Extract provided —
......
There is nothing like seeing a wild shark up close and personal. We used a longline to catch them; this is a mile long cable with baited dropper lines every 50 feet or so, and a float every few hundred feet to keep the whole thing near the surface. One person stood just aft of the net reel, snapping on the droppers and float lines as the mainline ran off the net reel, while a pair of people stood on either side of the reel, one readying the floats and the other baiting the hooks with whole mackerel. After the whole thing ran out, we let it soak for a couple of hours. Then we would haul the line back in, measure, sex and tag the sharks, cut the hook with some bolt cutters and release them. The Jordan has a very nice setup, since it was a larger ship with a net ramp, they installed a wooden platform where we could sit and work with the sharks right next to the water. This worked well for even fairly large sharks. On the Mako, there was no ramp and we were forced to guesstimate lengths and tag the larger sharks using a stick from 4 ft. above them, since they were too heavy to lift and it would have been somewhat dangerous to bring 4-5 ft. mako on the deck (for us, and for the shark, which might hurt itself thrashing around).
......
Recorded data —
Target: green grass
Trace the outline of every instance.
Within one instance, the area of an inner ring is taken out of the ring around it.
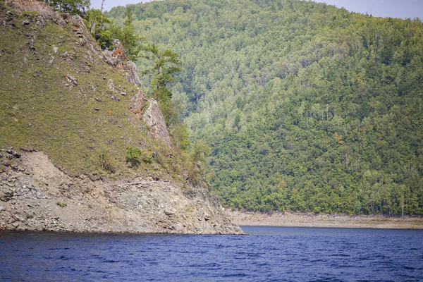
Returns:
[[[1,5],[1,20],[9,10]],[[0,27],[0,148],[41,149],[69,174],[115,178],[140,173],[162,178],[179,174],[178,158],[168,157],[169,149],[149,139],[142,122],[129,111],[137,88],[87,47],[75,47],[78,38],[69,25],[61,28],[49,23],[42,27],[31,20],[22,25],[23,20],[33,18],[22,13],[13,20],[14,27]],[[72,59],[61,58],[65,52]],[[66,87],[66,75],[76,78],[78,85]],[[109,79],[118,92],[111,93]],[[111,99],[112,94],[121,100]],[[153,160],[160,165],[143,162],[136,169],[128,167],[125,157],[130,145],[155,152]]]

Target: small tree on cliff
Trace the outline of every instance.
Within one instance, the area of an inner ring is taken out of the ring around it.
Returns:
[[[91,2],[90,0],[44,0],[55,11],[63,13],[78,14],[83,16],[88,11]]]
[[[144,72],[143,75],[151,74],[150,85],[154,92],[154,97],[159,102],[166,102],[172,98],[172,92],[167,88],[167,84],[175,79],[172,75],[182,70],[179,66],[179,54],[169,49],[160,50],[154,43],[149,43],[142,48],[145,52],[144,58],[153,62],[153,66]]]

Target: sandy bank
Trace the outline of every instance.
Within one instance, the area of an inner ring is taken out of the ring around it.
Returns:
[[[240,226],[423,229],[422,216],[394,218],[288,212],[269,214],[230,209],[226,209],[226,213],[233,223]]]

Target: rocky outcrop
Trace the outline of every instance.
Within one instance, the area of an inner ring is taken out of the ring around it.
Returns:
[[[113,49],[104,50],[102,56],[106,63],[119,69],[126,80],[135,85],[140,86],[141,82],[137,73],[137,66],[126,56],[122,43],[113,40]]]
[[[142,119],[149,128],[149,133],[152,137],[164,141],[166,145],[171,147],[169,133],[166,125],[166,121],[160,111],[157,102],[154,99],[148,100],[148,108],[145,111]]]
[[[216,199],[172,181],[70,177],[42,152],[14,159],[0,180],[0,230],[239,234]]]
[[[18,13],[25,11],[35,11],[45,19],[50,19],[54,16],[54,11],[39,0],[6,0],[4,2]]]

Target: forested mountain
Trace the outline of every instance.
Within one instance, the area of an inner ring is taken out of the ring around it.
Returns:
[[[180,54],[173,99],[223,205],[423,214],[420,20],[295,0],[130,7],[140,35]]]

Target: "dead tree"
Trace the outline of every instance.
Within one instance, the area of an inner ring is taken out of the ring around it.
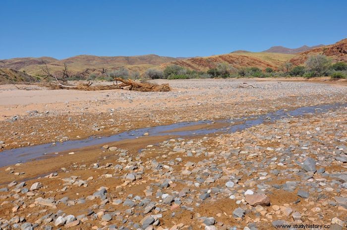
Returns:
[[[67,72],[67,65],[64,63],[64,70],[62,71],[62,74],[61,76],[57,76],[56,74],[53,74],[51,72],[47,64],[45,63],[44,66],[41,66],[40,67],[41,71],[42,71],[43,75],[45,76],[44,79],[46,79],[48,78],[52,78],[55,79],[57,81],[58,85],[61,86],[61,87],[65,87],[67,88],[76,88],[74,86],[67,86],[65,85],[67,82],[67,78],[68,78],[69,75]],[[64,84],[62,84],[64,83]],[[57,84],[54,84],[57,85]]]

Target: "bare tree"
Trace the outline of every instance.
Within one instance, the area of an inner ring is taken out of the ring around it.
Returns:
[[[58,85],[62,87],[68,88],[76,88],[73,86],[66,86],[62,84],[66,84],[66,83],[67,82],[67,79],[69,77],[68,72],[67,71],[67,65],[66,64],[66,63],[64,63],[64,69],[62,71],[62,73],[59,75],[60,76],[57,76],[56,74],[52,73],[46,63],[45,63],[45,65],[44,66],[42,66],[40,67],[40,69],[45,76],[44,79],[46,79],[48,78],[52,78],[55,79],[58,83]]]

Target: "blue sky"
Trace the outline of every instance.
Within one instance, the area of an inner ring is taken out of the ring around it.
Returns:
[[[347,37],[346,0],[1,0],[0,10],[0,59],[207,56]]]

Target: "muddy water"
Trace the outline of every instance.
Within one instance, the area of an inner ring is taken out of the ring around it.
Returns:
[[[166,126],[138,129],[109,137],[93,137],[82,140],[68,140],[57,143],[56,145],[48,143],[33,146],[23,147],[3,151],[0,153],[0,167],[18,162],[25,162],[42,157],[43,156],[46,154],[55,152],[68,151],[87,146],[114,142],[119,140],[140,138],[146,133],[149,134],[151,137],[172,135],[182,138],[215,133],[230,133],[244,130],[267,122],[273,122],[292,116],[322,113],[346,106],[347,106],[347,103],[336,103],[302,107],[291,110],[281,109],[274,112],[257,116],[245,117],[238,119],[225,119],[217,121],[215,122],[215,124],[217,124],[217,125],[208,125],[212,123],[211,121],[180,122]],[[218,124],[220,125],[218,125]],[[201,127],[204,128],[198,128],[198,127]],[[198,129],[196,129],[197,128]]]

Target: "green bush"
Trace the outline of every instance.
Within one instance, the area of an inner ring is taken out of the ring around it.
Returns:
[[[340,79],[342,78],[347,78],[347,72],[346,71],[336,71],[331,75],[331,78],[333,79]]]
[[[129,78],[129,71],[124,67],[120,67],[117,70],[108,73],[107,75],[113,78],[119,78],[123,79],[127,79]]]
[[[87,78],[87,80],[88,81],[92,81],[93,80],[95,80],[96,79],[97,76],[96,74],[89,74],[89,76]]]
[[[274,72],[274,70],[272,68],[267,67],[265,69],[265,72],[266,73],[272,73],[273,72]]]
[[[170,75],[185,75],[187,70],[177,65],[170,65],[165,68],[164,71],[164,78],[168,79]]]
[[[311,78],[314,77],[317,77],[317,74],[313,71],[306,72],[304,74],[303,77],[306,78]]]
[[[331,59],[324,55],[318,54],[309,57],[305,64],[308,72],[314,73],[314,77],[326,76]]]
[[[147,69],[145,72],[145,75],[151,79],[160,79],[164,78],[163,70],[150,68]]]
[[[347,70],[347,63],[345,62],[337,62],[332,65],[331,68],[336,71]]]
[[[171,74],[168,79],[169,80],[174,80],[174,79],[189,79],[189,78],[188,76],[185,75],[174,75]]]
[[[298,65],[291,69],[289,74],[291,76],[303,76],[305,73],[305,67]]]

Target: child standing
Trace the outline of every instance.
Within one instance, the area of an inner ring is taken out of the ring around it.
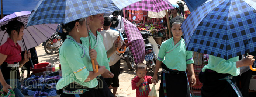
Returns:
......
Job A — Output the passage on catching and tagging sharks with a longline, word for word and in full.
Job B — Show every line in the rows that contains the word "green".

Result A —
There is nothing like seeing a wild shark up close and personal. We used a longline to catch them; this is a mile long cable with baited dropper lines every 50 feet or so, and a float every few hundred feet to keep the whole thing near the surface. One person stood just aft of the net reel, snapping on the droppers and float lines as the mainline ran off the net reel, while a pair of people stood on either side of the reel, one readying the floats and the other baiting the hooks with whole mackerel. After the whole thing ran out, we let it soak for a couple of hours. Then we would haul the line back in, measure, sex and tag the sharks, cut the hook with some bolt cutters and release them. The Jordan has a very nice setup, since it was a larger ship with a net ramp, they installed a wooden platform where we could sit and work with the sharks right next to the water. This worked well for even fairly large sharks. On the Mako, there was no ramp and we were forced to guesstimate lengths and tag the larger sharks using a stick from 4 ft. above them, since they were too heavy to lift and it would have been somewhat dangerous to bring 4-5 ft. mako on the deck (for us, and for the shark, which might hurt itself thrashing around).

Result B —
Target: green grass
Target: "green bush"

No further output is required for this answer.